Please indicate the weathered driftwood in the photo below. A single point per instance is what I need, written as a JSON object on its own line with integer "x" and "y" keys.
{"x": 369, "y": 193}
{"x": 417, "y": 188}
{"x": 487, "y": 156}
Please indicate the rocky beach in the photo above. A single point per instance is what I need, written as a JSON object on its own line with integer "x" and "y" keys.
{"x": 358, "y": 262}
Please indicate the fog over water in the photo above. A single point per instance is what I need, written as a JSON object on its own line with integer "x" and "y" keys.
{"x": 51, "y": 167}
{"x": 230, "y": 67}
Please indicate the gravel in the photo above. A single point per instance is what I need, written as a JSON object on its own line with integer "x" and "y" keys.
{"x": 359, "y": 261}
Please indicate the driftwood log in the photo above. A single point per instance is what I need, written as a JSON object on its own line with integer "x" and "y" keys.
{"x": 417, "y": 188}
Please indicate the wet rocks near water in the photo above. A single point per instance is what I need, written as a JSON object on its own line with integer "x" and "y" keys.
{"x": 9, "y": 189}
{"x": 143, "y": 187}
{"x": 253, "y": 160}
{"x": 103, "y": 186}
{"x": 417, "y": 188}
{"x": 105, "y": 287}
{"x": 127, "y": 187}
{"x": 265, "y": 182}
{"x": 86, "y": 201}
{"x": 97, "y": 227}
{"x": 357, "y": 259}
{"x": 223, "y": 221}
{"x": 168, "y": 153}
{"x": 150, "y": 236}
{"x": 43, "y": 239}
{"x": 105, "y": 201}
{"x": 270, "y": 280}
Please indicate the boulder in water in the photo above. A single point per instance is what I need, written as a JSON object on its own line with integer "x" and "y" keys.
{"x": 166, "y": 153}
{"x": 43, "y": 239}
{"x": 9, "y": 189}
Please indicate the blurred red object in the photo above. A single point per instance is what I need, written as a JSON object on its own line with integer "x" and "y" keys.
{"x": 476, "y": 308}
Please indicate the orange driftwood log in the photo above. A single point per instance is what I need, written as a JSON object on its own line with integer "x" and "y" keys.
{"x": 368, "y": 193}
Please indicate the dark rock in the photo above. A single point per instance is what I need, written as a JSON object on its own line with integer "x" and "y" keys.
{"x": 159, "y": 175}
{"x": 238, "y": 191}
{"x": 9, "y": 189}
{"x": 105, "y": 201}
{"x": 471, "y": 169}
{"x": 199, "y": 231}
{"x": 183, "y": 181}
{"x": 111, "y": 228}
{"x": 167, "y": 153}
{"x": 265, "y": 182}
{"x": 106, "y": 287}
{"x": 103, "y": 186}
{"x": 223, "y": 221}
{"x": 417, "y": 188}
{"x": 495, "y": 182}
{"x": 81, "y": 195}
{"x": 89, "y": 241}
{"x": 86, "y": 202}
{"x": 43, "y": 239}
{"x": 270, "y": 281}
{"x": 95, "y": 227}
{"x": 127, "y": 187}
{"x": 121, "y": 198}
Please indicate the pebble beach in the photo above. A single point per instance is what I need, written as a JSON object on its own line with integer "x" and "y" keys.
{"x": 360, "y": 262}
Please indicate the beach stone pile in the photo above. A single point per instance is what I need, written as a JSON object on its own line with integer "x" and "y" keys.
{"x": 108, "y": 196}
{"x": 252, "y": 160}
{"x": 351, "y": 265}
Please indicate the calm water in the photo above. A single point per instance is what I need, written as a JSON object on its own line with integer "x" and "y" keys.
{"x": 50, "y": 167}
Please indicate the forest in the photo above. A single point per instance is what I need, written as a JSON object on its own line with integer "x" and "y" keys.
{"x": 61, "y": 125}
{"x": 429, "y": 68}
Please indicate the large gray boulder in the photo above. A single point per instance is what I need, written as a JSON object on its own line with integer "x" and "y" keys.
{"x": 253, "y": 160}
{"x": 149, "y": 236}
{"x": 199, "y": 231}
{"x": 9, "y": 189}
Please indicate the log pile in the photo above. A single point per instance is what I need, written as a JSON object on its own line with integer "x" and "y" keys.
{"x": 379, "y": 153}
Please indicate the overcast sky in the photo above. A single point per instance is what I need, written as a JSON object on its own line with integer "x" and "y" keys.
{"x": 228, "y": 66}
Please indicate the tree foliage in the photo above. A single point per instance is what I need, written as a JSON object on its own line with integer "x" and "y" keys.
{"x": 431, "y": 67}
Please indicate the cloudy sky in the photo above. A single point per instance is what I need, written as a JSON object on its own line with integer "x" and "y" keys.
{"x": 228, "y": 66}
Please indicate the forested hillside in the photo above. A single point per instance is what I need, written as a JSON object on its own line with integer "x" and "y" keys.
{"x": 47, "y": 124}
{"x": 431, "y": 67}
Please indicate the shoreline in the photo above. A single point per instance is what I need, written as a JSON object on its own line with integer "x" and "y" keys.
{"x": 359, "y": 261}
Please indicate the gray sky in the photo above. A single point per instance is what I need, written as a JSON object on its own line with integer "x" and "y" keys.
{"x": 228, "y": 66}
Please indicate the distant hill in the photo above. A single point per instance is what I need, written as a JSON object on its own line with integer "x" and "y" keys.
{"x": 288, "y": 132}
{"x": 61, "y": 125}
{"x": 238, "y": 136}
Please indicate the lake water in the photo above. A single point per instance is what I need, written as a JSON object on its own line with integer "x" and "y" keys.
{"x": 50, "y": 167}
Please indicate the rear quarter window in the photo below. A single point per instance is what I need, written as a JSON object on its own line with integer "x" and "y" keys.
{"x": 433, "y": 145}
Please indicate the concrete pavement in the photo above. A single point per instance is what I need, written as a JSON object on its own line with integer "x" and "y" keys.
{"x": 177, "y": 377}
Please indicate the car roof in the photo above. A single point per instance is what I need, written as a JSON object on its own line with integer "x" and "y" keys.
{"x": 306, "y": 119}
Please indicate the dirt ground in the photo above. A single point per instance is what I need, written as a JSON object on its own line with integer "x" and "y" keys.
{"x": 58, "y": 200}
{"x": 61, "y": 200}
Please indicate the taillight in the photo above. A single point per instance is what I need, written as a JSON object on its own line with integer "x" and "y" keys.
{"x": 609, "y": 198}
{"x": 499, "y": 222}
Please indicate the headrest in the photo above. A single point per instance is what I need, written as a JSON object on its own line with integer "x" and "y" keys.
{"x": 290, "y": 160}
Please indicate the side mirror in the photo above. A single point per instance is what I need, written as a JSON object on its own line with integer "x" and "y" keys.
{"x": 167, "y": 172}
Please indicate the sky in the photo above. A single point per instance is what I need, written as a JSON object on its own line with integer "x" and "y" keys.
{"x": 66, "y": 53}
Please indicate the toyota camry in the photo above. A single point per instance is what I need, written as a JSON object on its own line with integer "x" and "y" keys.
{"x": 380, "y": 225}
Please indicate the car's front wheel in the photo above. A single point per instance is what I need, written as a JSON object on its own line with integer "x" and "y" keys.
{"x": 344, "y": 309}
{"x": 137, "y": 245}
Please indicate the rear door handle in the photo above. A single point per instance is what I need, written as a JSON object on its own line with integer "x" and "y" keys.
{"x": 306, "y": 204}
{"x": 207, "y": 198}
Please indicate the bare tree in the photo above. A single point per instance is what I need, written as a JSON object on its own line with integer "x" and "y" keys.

Problem to work on :: Your task is to retype the whole listing, keeping every word exactly as it is.

Solution to the problem ::
Please indicate the weathered driftwood in the photo below. A single point per instance is what I need, written as a JSON object on its own line with integer "x" and "y" keys.
{"x": 369, "y": 193}
{"x": 417, "y": 188}
{"x": 487, "y": 156}
Please indicate the rocky beach in the photo above. A single point per instance is what I need, written as a JSON object on its own line with integer "x" and "y" keys.
{"x": 358, "y": 262}
Please indicate the fog over water in the photo above. A single point per instance is what I need, written as a JSON object on its own line with integer "x" and "y" keys.
{"x": 51, "y": 167}
{"x": 230, "y": 67}
Please indicate the gravel in the photo above. A single point per instance is what I need, written as a JSON object on its own line with integer "x" and "y" keys.
{"x": 359, "y": 261}
Please indicate the driftwood log in the photo above. A single point per instance is what I need, written as a JSON object on its own line with integer "x" and "y" keys.
{"x": 417, "y": 188}
Please indicate the wet rocks near water in the photo above. A single point per instance is what I need, written as a JSON object on its own line with integer "x" and "y" keys.
{"x": 9, "y": 189}
{"x": 143, "y": 187}
{"x": 253, "y": 160}
{"x": 103, "y": 186}
{"x": 417, "y": 188}
{"x": 105, "y": 287}
{"x": 127, "y": 187}
{"x": 265, "y": 182}
{"x": 86, "y": 201}
{"x": 97, "y": 227}
{"x": 357, "y": 259}
{"x": 223, "y": 221}
{"x": 168, "y": 153}
{"x": 150, "y": 236}
{"x": 43, "y": 239}
{"x": 105, "y": 201}
{"x": 270, "y": 280}
Please indicate the boulder in water in the photo above. A single point per instance is what I need, written as a JSON object on its own line with integer "x" and "y" keys.
{"x": 166, "y": 153}
{"x": 43, "y": 239}
{"x": 9, "y": 189}
Please indicate the blurred red object in the photo above. A single point per instance is what I need, written as a JSON object on its own line with integer "x" and "y" keys.
{"x": 476, "y": 308}
Please indicate the orange driftwood log in the photo above. A single point per instance is what I need, written as a JSON object on its own line with integer "x" and "y" keys.
{"x": 368, "y": 193}
Please indicate the dark rock in the photo above. A single point per instance is what I need, written as a JSON object on its own line with integer "x" and "y" keys.
{"x": 159, "y": 175}
{"x": 238, "y": 191}
{"x": 9, "y": 189}
{"x": 105, "y": 201}
{"x": 471, "y": 169}
{"x": 199, "y": 231}
{"x": 183, "y": 181}
{"x": 111, "y": 228}
{"x": 167, "y": 153}
{"x": 265, "y": 182}
{"x": 106, "y": 287}
{"x": 103, "y": 186}
{"x": 223, "y": 221}
{"x": 417, "y": 188}
{"x": 495, "y": 182}
{"x": 81, "y": 195}
{"x": 89, "y": 241}
{"x": 86, "y": 202}
{"x": 43, "y": 239}
{"x": 270, "y": 281}
{"x": 95, "y": 227}
{"x": 127, "y": 187}
{"x": 121, "y": 198}
Please indicate the pebble beach in the photo above. A single point per instance is what I need, written as a JSON object on its own line with integer "x" and "y" keys.
{"x": 360, "y": 262}
Please indicate the beach stone pile in the photo above. A single point per instance is what I need, written as a JSON object on its own line with integer "x" and "y" keys.
{"x": 108, "y": 196}
{"x": 252, "y": 160}
{"x": 351, "y": 265}
Please indicate the calm water in the photo above. A single point per instance is what I need, written as a JSON object on its own line with integer "x" and "y" keys.
{"x": 50, "y": 167}
Please indicate the forest in the photo above. A single point per instance is what I need, written as a JSON object on its own line with integer "x" and "y" keys.
{"x": 61, "y": 125}
{"x": 429, "y": 68}
Please indicate the large gray boulder in the photo above. A single point per instance is what I need, written as a JSON object on its own line with integer "x" and "y" keys.
{"x": 253, "y": 160}
{"x": 149, "y": 236}
{"x": 199, "y": 231}
{"x": 9, "y": 189}
Please indicate the log pile in the photo above. A single point per instance is what I need, written as a JSON object on its own line with integer "x" and "y" keys.
{"x": 379, "y": 153}
Please indicate the overcast sky in the photo above. A single point per instance is what I need, written as a JSON object on its own line with integer "x" and "y" keys.
{"x": 228, "y": 66}
Please indicate the tree foliage in the photo above. A single point per instance is what I need, written as a JSON object on its own line with integer "x" and "y" keys.
{"x": 431, "y": 67}
Please indicate the cloudy sky in the photo above. A single point per instance is what I need, written as a JSON object on its own line with integer "x" and "y" keys.
{"x": 228, "y": 66}
Please indicate the forested hillside in the photo above. A single point per instance is what I need, written as a JSON object on its own line with integer "x" and "y" keys.
{"x": 47, "y": 124}
{"x": 431, "y": 67}
Please indicate the shoreline in the photo above. A single point per instance is what I need, written as a JSON object on its own line with integer "x" and "y" keys.
{"x": 359, "y": 261}
Please indicate the gray sky in the photo above. A single point per instance is what I need, written as a JSON object on its own line with integer "x" and "y" keys.
{"x": 228, "y": 66}
Please indicate the distant hill in the photo above. A single point per instance is what I need, written as a JSON object on its own line with integer "x" and "y" keys.
{"x": 288, "y": 132}
{"x": 61, "y": 125}
{"x": 238, "y": 136}
Please indicate the lake water in the photo above. A single point per instance is what I need, written as a JSON object on its own line with integer "x" and "y" keys.
{"x": 50, "y": 167}
Please indicate the rear quarter window in the photo below. A single point per instance is what I need, written as a JSON object on its own line with integer "x" and "y" keys.
{"x": 433, "y": 145}
Please indicate the concrete pavement in the photo above. A single point per instance is what I need, written as a JSON object on its own line with integer "x" and "y" keys.
{"x": 177, "y": 377}
Please indicate the car roof in the photo above. A single point per instance is what I need, written as a JSON object on its own line with integer "x" and "y" keys.
{"x": 306, "y": 119}
Please indicate the dirt ground in the photo above. A single point per instance is what I need, written as a JSON object on its own line with integer "x" and "y" keys.
{"x": 58, "y": 200}
{"x": 61, "y": 200}
Please indicate the taillight in the photo above. A single point per instance is what I need, written as a JSON object on its own line with integer "x" and "y" keys.
{"x": 609, "y": 198}
{"x": 499, "y": 222}
Please indicate the headrest in the photo above. A single point per instance is what I need, written as a JSON object on its own line with integer "x" and "y" keys.
{"x": 290, "y": 160}
Please indicate the side mirror in the photo above. A single point per instance is what I need, written as a JSON object on its own line with integer "x" and "y" keys.
{"x": 167, "y": 172}
Please indicate the sky in the photo above. A single point per instance is what I need, written as a JSON object on its own line with integer "x" and "y" keys.
{"x": 66, "y": 53}
Please indicate the toyota camry in the photo above. A single point per instance is what I need, written as a JSON object on its own line with integer "x" and "y" keys.
{"x": 380, "y": 225}
Please indicate the car's front wheel in the photo above. A single point per instance is what I need, written as a JSON object on its own line with integer "x" and "y" keys.
{"x": 344, "y": 309}
{"x": 137, "y": 245}
Please indicate the rear door handle in the photo above. A single point per instance is what I need, written as a JSON object on its own line with integer "x" and "y" keys.
{"x": 306, "y": 204}
{"x": 207, "y": 198}
Please indicate the bare tree in the photo above. A single point per instance is what I need, written as a JSON object on its own line with integer "x" and "y" keys.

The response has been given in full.